**To be done**: Set down each line of the records below word for word, with nothing changed.

** Start **

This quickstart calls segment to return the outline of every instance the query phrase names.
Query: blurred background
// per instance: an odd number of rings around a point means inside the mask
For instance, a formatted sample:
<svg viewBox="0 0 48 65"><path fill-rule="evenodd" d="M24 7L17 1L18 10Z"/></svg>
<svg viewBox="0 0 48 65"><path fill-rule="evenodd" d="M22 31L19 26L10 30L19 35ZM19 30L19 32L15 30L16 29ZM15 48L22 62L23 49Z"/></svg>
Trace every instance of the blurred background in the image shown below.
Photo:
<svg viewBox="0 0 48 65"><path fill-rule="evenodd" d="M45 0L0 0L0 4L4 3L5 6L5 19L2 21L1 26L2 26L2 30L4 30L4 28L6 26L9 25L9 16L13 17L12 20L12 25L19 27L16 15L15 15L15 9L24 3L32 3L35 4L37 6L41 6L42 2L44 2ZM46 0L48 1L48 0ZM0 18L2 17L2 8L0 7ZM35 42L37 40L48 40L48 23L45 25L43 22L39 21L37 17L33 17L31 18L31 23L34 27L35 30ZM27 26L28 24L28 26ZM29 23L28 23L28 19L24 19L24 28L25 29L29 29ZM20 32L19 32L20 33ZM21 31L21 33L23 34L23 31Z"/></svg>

** End **

**The response**:
This quickstart calls segment to return the outline of every instance the query phrase names.
Query: blurred background
// per instance: an odd number of rings around a point means inside the mask
For instance, a formatted sample:
<svg viewBox="0 0 48 65"><path fill-rule="evenodd" d="M24 7L17 1L18 10Z"/></svg>
<svg viewBox="0 0 48 65"><path fill-rule="evenodd" d="M22 31L19 26L10 30L19 35ZM19 30L19 32L15 30L16 29ZM15 48L22 62L23 49Z"/></svg>
Trace every instance of the blurred background in the image shown below.
Photo:
<svg viewBox="0 0 48 65"><path fill-rule="evenodd" d="M45 0L0 0L0 4L4 3L5 6L5 19L2 21L1 26L2 26L2 30L4 30L4 28L6 26L9 25L9 16L13 17L12 20L12 25L19 27L16 15L15 15L15 9L24 3L32 3L35 4L37 6L41 6L42 2L44 2ZM46 0L48 1L48 0ZM0 18L2 17L2 8L0 7ZM35 42L37 40L48 40L48 23L45 25L43 22L39 21L37 17L33 17L31 18L31 23L34 27L35 30ZM27 26L28 24L28 26ZM29 23L28 23L28 19L24 19L24 28L25 29L29 29ZM20 32L19 32L20 33ZM21 31L21 33L23 34L23 31Z"/></svg>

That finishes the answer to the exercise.